/---
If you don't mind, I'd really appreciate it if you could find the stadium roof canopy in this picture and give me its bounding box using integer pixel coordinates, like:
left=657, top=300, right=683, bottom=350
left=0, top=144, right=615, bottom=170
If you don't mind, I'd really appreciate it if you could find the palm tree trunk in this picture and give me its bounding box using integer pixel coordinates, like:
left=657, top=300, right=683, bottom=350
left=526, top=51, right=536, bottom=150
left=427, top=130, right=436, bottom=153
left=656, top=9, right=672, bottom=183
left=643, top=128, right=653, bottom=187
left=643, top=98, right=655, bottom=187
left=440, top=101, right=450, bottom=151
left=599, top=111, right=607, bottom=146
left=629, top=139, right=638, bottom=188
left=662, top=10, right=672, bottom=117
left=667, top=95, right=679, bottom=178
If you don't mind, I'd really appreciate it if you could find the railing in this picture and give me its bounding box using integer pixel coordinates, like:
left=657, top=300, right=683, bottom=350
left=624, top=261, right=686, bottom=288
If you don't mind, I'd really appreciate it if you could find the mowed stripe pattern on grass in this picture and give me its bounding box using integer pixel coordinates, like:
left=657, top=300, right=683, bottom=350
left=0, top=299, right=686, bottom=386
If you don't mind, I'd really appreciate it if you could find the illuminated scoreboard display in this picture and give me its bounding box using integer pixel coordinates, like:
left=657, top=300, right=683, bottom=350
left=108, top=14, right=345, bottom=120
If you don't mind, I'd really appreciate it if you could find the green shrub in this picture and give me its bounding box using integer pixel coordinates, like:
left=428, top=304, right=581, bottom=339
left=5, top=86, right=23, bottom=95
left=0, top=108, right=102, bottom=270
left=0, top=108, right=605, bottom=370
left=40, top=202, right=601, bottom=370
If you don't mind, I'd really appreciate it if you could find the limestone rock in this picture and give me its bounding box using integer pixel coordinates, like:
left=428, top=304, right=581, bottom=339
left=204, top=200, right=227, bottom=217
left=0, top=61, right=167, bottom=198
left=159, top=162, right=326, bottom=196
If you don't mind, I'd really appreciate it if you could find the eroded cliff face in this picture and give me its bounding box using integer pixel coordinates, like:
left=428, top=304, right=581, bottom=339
\---
▸ GIVEN PROBLEM: Please swap "bounding box" for "enclosing rectangle" everywhere it occurs in the data above, and write out all of those lines again with nothing else changed.

▸ PROBLEM SOLUTION:
If you don't mind, I'd really appreciate it if you could find the stadium roof canopy in this picture and give me its enclosing rectangle using integer pixel coordinates, like:
left=657, top=300, right=683, bottom=350
left=0, top=144, right=615, bottom=170
If you don't mind, I'd really appreciate it if you could find the palm tree trunk in this picture and give me its enclosing rectangle using integer pixel coordinates, like:
left=657, top=300, right=683, bottom=350
left=526, top=51, right=536, bottom=150
left=427, top=130, right=436, bottom=153
left=656, top=9, right=672, bottom=183
left=643, top=128, right=653, bottom=187
left=643, top=98, right=655, bottom=187
left=440, top=101, right=450, bottom=151
left=599, top=111, right=607, bottom=146
left=629, top=139, right=638, bottom=188
left=662, top=10, right=672, bottom=117
left=667, top=95, right=679, bottom=178
If you don't mind, I'd really appreciate it if you could find the railing in this picture and give me its enclosing rectangle using integer pixel coordinates, like:
left=657, top=300, right=683, bottom=350
left=624, top=261, right=686, bottom=288
If you don't mind, I'd really appreciate it if you could find the mowed stripe pattern on grass in this picture and give me its enclosing rectangle using integer pixel coordinates, like:
left=657, top=300, right=683, bottom=350
left=0, top=299, right=686, bottom=386
If you don't mind, I'd really appreciate it if you could find the illuminated scoreboard display in this picture and give me its enclosing rectangle using integer pixel coordinates, like:
left=657, top=300, right=683, bottom=350
left=108, top=14, right=345, bottom=120
If you don't mind, I'd really appreciate it if you could find the green shrub in this picture and give me its enclosing rectangle using integer pixel coordinates, like:
left=428, top=304, right=581, bottom=339
left=5, top=86, right=23, bottom=95
left=0, top=108, right=102, bottom=270
left=0, top=108, right=605, bottom=370
left=40, top=202, right=601, bottom=370
If you don't mind, I'd really appreciate it if you could find the limestone rock in this picture and give me its enclosing rectangle using integer pixel coordinates, like:
left=428, top=304, right=581, bottom=339
left=204, top=200, right=227, bottom=217
left=0, top=61, right=167, bottom=198
left=159, top=162, right=326, bottom=196
If you don't mind, I'd really appreciate it if you could find the eroded cliff face in this picture and give me its enclosing rectangle using integer pixel coordinates, like:
left=428, top=304, right=581, bottom=339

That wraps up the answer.